• PROBLEMS TO SOLVE:
**1)** In the passage about student art during lockdown, how many times a day did Barrett look through his front door's peephole to take images?
**2)** Reproduce the part of the passage about student art during lockdown that opens with the words containing "Batts started depicting" and closes with "an artist monograph.".

• SELECTED EXCERPT:
*-*-*
Barrett describes himself as someone who is at ease with his independence and being alone. He felt comfortable, maybe even prepared to face the requirements of lockdown. But something shifted during that first month between mid-March to mid-April, and he felt it in his sleep schedule. Without the structure of going to classes and social engagements, his schedule became somewhat shapeless, defined by the feeling of time passing instead of the typical markers of a passing day. When he was tackling the prompt of the assignment, Barrett's life seeped in. The images in his final work, Peephole, are based on a set of conditions: During a five-day period, he would go to his front door and look through the peephole five times a day to take five separate images. Inspired by artist Steven Pippin's Laundromat-Locomotion series—a series that was inspired by photographer Eadweard Muybridge's photographs of motion—Barrett seemed to try to solve the riddle of how to depict a kind of restless immobility of self-imposed isolation. The practice of taking the photos gave structure to his day, and that satisfying structure is reflected in the comforting symmetry of the work's shapes and neat grid. Barrett was imposing a kind of order on chaos, a meaning-making that Heise might identify as an arts-based protective factor.

Another of Hildebrandt's students, Studio Art major Mia Batts, creates work that is often steeped in emotion, guided by narrative and imagination. Under stay-at-home orders, Batts experienced the feeling of being flooded with ideas and thoughts, but she lacked the ability to edit and execute them. "Being productive prevents [feelings of being overwhelmed], but all that time with nothing to do; I had no choice but to confront my emotions," says Batts about a turning point when she accepted that she could no longer ignore her stress and anxiety. "Shutting away my thoughts meant shutting away my imagination."

A series of annotated drawings by a student depicting how the pandemic makes her feel
Mia Batts, Untitled, 2020. Ink and watercolor on paper. 8 x 11 inches. Courtesy of the artist.

Batts started depicting glimpses of her days in isolation, using washes of blue, black and rusty red inks and gestural pen strokes to infuse her work with emotional weight. These pieces feel like vignettes brought together in a layout similar to a graphic novel in subdivided frames. In one frame, the perspective shows the artist's figure fully clothed in a bathtub from above as she rests her hand on her forehead. "I have my own bathroom so…" is handwritten beneath the frame, trailing off with unanswered questions about what a single bathroom affords. Much like Heise's visual notes exercise, Batts' drawings are both an exercise in self-examination, understanding and an attempt at connection. Batts hopes to one day bring these drawings and paintings together into an artist monograph.
*-*-*
• INPUT DATA:

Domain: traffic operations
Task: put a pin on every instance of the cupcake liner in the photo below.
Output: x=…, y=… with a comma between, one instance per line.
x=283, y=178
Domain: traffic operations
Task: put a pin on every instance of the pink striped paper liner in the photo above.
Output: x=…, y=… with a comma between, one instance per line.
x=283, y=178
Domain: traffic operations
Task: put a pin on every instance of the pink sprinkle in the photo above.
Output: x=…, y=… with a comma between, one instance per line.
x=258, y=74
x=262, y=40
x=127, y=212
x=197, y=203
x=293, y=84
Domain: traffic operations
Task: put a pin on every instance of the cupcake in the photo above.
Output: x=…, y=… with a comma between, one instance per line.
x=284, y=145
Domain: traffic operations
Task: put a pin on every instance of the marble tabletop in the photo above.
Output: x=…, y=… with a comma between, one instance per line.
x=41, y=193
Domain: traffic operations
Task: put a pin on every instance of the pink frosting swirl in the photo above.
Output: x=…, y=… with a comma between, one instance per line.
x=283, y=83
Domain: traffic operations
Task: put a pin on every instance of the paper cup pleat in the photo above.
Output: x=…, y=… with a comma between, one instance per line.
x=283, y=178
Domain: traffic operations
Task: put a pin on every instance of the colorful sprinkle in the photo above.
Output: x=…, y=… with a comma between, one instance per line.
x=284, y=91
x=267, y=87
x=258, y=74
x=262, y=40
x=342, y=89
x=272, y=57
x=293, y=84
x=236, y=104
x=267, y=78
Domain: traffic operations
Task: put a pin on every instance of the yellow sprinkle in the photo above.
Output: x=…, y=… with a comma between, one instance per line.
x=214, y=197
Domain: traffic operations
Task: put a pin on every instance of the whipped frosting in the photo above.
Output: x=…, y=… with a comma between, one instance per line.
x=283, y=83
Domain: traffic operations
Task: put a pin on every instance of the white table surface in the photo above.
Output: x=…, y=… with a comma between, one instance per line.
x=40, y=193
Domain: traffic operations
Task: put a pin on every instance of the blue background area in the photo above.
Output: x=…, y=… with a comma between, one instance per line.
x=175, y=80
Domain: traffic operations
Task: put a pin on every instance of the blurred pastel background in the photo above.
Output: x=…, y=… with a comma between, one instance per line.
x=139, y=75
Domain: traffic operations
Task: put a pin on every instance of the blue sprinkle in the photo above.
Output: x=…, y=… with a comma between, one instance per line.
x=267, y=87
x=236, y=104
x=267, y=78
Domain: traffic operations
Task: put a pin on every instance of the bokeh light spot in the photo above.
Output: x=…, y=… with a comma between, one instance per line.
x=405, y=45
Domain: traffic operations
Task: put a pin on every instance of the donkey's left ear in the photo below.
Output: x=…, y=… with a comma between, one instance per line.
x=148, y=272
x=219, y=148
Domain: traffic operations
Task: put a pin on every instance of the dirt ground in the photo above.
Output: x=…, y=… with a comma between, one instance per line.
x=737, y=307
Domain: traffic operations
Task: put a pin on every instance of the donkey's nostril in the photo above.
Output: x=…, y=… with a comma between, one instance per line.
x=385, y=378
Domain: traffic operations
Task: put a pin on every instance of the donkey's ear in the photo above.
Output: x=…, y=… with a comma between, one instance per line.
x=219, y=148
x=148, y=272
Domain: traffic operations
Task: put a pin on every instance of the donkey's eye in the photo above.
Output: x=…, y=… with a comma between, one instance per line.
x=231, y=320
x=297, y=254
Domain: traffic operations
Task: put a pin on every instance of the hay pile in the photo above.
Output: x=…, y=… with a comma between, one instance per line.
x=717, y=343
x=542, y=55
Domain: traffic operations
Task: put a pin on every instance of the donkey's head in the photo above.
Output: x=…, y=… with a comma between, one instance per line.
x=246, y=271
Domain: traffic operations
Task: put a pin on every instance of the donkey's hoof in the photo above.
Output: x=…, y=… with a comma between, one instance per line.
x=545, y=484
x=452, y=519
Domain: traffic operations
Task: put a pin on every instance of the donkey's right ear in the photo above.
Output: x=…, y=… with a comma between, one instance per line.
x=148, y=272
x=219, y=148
*-*-*
• RESPONSES PER TASK:
**1)** Five times a day.

**2)**
Batts started depicting glimpses of her days in isolation, using washes of blue, black and rusty red inks and gestural pen strokes to infuse her work with emotional weight. These pieces feel like vignettes brought together in a layout similar to a graphic novel in subdivided frames. In one frame, the perspective shows the artist's figure fully clothed in a bathtub from above as she rests her hand on her forehead. "I have my own bathroom so…" is handwritten beneath the frame, trailing off with unanswered questions about what a single bathroom affords. Much like Heise's visual notes exercise, Batts' drawings are both an exercise in self-examination, understanding and an attempt at connection. Batts hopes to one day bring these drawings and paintings together into an artist monograph.